TEXTO>
══════════════════════════════

Em defesa do Acordo Ortográfico

Uma mudança necessária

 

(Texto publicado, a pedido, no jornal Gazeta do Povo, de Curitiba, no último dia 210. O jornal tem uma coluna semanal em que põe lado a lado dois artigos – um com análise favorável e o outro com análise desfavorável – sobre um determinado tema. Nesta semana, o tema foi a reforma orotgráfica.)

 

Carlos Alberto Faraco*

 

 

Como princípio geral, podemos afirmar que, por razões econômicas, sociais e educacionais, a ortografia de uma língua deve ser o mais estável possível. Mudanças ortográficas devem ser raras. Se eventualmente necessárias, devem ser pontuais, alcançando apenas aspectos marginais ou excessivamente incongruentes.

Se só raramente devemos mexer na ortografia, o que justifica, então, as mudanças que, definidas por Acordo assinado em 1990 pelos países de língua oficial portuguesa, estão agora em vias de ser implantadas?

Há duas boas e fortes razões: vamos eliminar excessos e incongruências que ainda persistem na nossa ortografia e, ao fazer isso, vamos alcançar aquele que é o objetivo maior da reforma – resolver de vez a esdrúxula situação de uma língua com duas ortografias concorrentes: a lusitana e a brasileira.

O nosso sistema ortográfico tem, reconhecidamente, um excesso de regras de acentuação e uma área a que falta um mínimo de racionalidade: o uso do hífen. O Acordo altera positivamente este quadro.

De um lado, elimina nada menos que sete regras de acentuação (todas inúteis). Permanecem apenas as regras de amplo alcance. O sistema de acentuação perde em número e ganha em generalidade, o que facilita  seu uso e seu ensino.

Quanto ao hífen, alcança-se também um razoável grau de generalidade no seu uso em palavras formadas por prefixos. Hoje há, neste caso, uma lista de nove regras que apenas listam particularidades. O Acordo define duas regras bem gerais, mantendo apenas quatro  particulares. Não é pouca coisa, como bem sabem todos os que escrevem.

══════════════════════════════

DADOS>

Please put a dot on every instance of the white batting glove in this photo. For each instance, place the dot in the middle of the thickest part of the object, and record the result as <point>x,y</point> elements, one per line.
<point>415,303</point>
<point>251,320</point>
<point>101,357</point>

══════════════════════════════

O QUE FAZER>
A – Indique se cada afirmação concorda com o texto sobre o Acordo Ortográfico, respondendo sim ou não e citando literalmente as palavras do texto que decidem a questão. (i) O Acordo elimina sete regras de acentuação. (ii) O Acordo foi assinado em 1998. (iii) Para o hífen em palavras com prefixos, o Acordo define duas regras gerais e elimina todas as regras particulares.
B – Prolongue o texto sobre o Acordo Ortográfico a partir do ponto em que ele termina.
Os dados não têm relação nenhuma com o texto.

RESPOSTAS>
A –
(i) Sim: "elimina nada menos que sete regras de acentuação (todas inúteis)".
(ii) Não: "definidas por Acordo assinado em 1990 pelos países de língua oficial portuguesa".
(iii) Não: "O Acordo define duas regras bem gerais, mantendo apenas quatro  particulares."

B –
Mas o melhor resultado do Acordo é o fim da duplicidade de ortografias. Esta duplicidade não seria, em princípio, um problema, já que as diferenças não são de tal monta que interfiram na compreensão dos textos.

No entanto – e este é um ponto que raramente aparece nos debates –, Portugal transformou a duplicidade de ortografias em um instrumento político para embaraçar a presença brasileira seja nas relações com os demais países lusófonos, seja na promoção internacional da língua.

No fundo (embora isso nunca seja claramente dito), Portugal teme a “brasilianização” da língua (afinal, 85% dos falantes estão aqui) e tenta  nos neutralizar, praticando uma política da língua que busca sempre nos deixar em plano secundário.

Há, por exemplo, sob o pretexto da diferença ortográfica, impedimentos à livre circulação de livros com a ortografia brasileira nos demais países lusófonos. Isso aumenta os custos editoriais: o mesmo livro, para circular em todos os territórios da lusofonia, precisa ter duas impressões diferentes.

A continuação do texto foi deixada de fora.